Work instructions: Copy the rows from the line with "Give the innermost point of each instance of the yellow safety" through the end of the records, changing "black car" to "dark sedan" and keeping everything else the same.

Information shown:
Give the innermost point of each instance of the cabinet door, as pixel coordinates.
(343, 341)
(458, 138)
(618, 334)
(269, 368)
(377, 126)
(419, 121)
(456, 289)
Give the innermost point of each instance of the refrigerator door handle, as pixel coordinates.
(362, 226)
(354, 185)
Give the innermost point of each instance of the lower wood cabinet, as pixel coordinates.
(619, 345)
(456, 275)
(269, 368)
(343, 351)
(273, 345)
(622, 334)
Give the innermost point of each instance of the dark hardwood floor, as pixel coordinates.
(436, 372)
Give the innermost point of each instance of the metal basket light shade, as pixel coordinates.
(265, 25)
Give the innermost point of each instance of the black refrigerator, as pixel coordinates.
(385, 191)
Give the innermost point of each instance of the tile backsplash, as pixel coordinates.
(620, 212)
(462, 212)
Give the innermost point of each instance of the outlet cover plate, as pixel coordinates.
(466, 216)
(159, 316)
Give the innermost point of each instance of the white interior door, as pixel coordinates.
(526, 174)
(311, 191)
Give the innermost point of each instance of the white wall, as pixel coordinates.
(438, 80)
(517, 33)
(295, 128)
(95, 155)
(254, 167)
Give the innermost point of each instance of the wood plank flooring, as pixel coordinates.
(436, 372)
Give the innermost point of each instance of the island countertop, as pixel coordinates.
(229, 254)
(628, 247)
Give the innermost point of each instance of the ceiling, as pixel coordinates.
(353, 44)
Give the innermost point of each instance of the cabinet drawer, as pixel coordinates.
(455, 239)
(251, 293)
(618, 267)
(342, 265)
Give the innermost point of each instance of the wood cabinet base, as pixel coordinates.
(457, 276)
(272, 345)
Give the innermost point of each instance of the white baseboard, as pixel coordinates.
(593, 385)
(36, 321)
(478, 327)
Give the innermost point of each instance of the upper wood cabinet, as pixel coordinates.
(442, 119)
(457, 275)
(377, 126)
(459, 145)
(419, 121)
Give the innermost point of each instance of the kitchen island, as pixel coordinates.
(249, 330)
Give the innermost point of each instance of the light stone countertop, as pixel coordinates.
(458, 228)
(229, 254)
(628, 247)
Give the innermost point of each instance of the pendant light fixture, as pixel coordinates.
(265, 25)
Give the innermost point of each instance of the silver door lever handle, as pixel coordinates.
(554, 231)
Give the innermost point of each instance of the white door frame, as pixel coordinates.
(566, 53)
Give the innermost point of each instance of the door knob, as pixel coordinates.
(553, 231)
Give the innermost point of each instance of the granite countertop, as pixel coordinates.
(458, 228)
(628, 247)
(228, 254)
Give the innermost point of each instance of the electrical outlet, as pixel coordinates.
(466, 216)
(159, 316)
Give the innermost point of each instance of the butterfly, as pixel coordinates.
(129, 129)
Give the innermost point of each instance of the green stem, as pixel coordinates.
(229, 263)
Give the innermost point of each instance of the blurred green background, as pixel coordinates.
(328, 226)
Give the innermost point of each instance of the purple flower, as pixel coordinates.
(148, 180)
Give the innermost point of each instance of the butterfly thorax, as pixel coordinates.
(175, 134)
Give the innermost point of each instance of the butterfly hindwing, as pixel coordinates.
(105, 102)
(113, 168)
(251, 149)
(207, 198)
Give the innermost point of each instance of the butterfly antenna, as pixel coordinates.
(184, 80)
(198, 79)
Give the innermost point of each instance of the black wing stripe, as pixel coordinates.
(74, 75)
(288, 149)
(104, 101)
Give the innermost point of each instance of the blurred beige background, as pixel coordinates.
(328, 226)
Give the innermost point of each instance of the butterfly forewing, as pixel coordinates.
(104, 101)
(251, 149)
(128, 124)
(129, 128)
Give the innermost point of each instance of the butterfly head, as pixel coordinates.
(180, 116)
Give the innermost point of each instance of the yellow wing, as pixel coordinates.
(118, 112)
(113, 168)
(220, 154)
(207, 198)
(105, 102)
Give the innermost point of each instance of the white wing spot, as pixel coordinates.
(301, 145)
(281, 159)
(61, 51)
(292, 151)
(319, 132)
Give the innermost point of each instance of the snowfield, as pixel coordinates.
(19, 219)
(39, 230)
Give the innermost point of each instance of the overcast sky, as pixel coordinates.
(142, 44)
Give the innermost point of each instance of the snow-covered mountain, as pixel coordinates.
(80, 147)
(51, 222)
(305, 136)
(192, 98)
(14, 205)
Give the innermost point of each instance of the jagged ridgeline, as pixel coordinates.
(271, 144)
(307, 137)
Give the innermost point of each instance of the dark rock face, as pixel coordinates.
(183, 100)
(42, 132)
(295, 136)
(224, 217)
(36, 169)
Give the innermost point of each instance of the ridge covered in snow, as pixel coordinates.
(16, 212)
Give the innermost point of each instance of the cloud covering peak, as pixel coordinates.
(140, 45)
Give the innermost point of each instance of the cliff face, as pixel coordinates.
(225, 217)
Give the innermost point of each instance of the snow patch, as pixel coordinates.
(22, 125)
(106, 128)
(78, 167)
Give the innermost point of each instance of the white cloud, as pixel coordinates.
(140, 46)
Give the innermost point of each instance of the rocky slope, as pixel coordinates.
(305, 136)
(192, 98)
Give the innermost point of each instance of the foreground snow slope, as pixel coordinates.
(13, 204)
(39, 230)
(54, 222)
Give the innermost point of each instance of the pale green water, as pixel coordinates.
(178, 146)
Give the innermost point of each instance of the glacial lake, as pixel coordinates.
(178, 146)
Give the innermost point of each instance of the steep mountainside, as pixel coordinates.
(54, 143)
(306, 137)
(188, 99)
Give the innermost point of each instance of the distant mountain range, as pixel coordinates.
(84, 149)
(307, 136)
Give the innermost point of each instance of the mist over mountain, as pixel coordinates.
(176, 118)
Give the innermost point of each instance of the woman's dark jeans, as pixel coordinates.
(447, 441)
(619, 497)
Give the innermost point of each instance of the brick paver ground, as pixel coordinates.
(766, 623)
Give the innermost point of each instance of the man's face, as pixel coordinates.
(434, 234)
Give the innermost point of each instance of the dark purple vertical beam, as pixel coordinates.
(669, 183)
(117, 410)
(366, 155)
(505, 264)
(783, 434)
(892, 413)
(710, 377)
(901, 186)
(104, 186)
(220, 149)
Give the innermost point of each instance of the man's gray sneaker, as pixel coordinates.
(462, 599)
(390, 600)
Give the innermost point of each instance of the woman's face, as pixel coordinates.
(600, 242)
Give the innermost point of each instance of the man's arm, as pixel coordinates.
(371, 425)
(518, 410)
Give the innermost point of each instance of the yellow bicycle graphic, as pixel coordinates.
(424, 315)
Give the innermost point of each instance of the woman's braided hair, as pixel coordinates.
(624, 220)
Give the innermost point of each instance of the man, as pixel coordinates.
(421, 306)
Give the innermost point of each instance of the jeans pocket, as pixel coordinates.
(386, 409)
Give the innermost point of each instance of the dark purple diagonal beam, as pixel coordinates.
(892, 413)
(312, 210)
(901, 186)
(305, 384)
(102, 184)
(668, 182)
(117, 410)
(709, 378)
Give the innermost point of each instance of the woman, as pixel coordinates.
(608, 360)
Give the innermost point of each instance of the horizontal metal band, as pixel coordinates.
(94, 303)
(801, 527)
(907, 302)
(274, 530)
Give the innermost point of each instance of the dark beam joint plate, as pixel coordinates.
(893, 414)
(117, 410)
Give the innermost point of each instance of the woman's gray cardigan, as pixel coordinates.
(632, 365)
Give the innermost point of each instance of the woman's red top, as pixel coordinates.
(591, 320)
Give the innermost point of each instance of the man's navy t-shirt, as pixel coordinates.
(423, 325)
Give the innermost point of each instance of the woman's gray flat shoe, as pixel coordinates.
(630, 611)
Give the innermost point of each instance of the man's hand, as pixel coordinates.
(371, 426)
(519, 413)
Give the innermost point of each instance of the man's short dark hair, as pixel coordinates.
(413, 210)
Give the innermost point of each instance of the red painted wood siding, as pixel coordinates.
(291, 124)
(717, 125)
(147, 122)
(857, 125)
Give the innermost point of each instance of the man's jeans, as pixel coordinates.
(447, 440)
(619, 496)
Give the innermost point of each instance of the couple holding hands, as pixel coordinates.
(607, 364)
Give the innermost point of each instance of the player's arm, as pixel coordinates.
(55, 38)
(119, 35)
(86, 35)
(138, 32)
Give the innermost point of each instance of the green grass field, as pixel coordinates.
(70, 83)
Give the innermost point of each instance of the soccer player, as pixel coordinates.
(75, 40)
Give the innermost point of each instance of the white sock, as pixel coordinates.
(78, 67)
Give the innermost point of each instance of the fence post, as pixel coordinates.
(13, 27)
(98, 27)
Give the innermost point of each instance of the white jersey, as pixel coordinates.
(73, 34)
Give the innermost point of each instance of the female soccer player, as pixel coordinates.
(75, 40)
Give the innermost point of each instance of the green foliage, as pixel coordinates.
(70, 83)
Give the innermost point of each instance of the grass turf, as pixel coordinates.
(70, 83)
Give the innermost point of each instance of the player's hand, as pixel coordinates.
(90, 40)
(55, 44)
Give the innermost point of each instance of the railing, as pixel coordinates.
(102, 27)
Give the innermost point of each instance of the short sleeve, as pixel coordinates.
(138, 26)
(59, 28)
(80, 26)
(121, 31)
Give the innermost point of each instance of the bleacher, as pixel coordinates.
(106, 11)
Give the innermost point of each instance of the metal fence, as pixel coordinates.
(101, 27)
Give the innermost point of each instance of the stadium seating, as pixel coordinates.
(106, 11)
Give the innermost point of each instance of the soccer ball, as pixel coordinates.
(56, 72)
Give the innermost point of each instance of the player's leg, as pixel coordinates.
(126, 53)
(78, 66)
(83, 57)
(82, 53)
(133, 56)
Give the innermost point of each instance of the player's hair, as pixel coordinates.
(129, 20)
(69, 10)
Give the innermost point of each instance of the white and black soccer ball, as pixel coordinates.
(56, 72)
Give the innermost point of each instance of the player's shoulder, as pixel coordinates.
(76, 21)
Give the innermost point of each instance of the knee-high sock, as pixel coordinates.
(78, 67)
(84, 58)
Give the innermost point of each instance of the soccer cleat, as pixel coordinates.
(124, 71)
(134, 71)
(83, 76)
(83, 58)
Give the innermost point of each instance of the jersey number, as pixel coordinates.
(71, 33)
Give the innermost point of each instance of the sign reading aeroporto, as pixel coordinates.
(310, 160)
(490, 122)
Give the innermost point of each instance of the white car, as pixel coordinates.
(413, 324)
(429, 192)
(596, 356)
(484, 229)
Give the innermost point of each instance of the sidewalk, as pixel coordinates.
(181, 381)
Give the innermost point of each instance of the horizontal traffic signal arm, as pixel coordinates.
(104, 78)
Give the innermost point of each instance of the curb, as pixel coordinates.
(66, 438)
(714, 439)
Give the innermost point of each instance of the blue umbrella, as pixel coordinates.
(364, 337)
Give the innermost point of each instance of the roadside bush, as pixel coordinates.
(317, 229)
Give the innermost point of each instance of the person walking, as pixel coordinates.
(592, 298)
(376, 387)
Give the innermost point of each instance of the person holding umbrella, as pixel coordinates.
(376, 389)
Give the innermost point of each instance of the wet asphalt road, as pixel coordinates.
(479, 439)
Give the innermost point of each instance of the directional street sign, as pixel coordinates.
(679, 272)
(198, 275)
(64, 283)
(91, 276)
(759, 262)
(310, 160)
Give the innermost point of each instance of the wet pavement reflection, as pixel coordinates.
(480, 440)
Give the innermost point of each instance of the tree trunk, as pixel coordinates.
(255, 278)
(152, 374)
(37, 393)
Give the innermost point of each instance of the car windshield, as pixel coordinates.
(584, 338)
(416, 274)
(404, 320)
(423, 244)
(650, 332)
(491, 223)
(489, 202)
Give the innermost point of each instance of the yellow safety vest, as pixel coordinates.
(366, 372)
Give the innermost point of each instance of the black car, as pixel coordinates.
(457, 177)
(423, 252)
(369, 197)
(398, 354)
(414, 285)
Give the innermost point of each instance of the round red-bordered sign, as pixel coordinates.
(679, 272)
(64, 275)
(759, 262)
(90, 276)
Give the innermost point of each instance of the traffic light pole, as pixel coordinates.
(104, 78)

Finished answer:
Give the innermost point of each instance of the yellow safety vest, as pixel coordinates.
(366, 372)
Give the innermost point of each instance of the dark sedan, as pixel coordinates.
(457, 177)
(423, 252)
(369, 197)
(398, 354)
(414, 285)
Give the innermost point of each instance of the round red-bordered sign, as pixel coordinates.
(679, 272)
(64, 275)
(759, 262)
(90, 276)
Give the innermost point of each instance of the traffic light pole, as pixel coordinates.
(104, 78)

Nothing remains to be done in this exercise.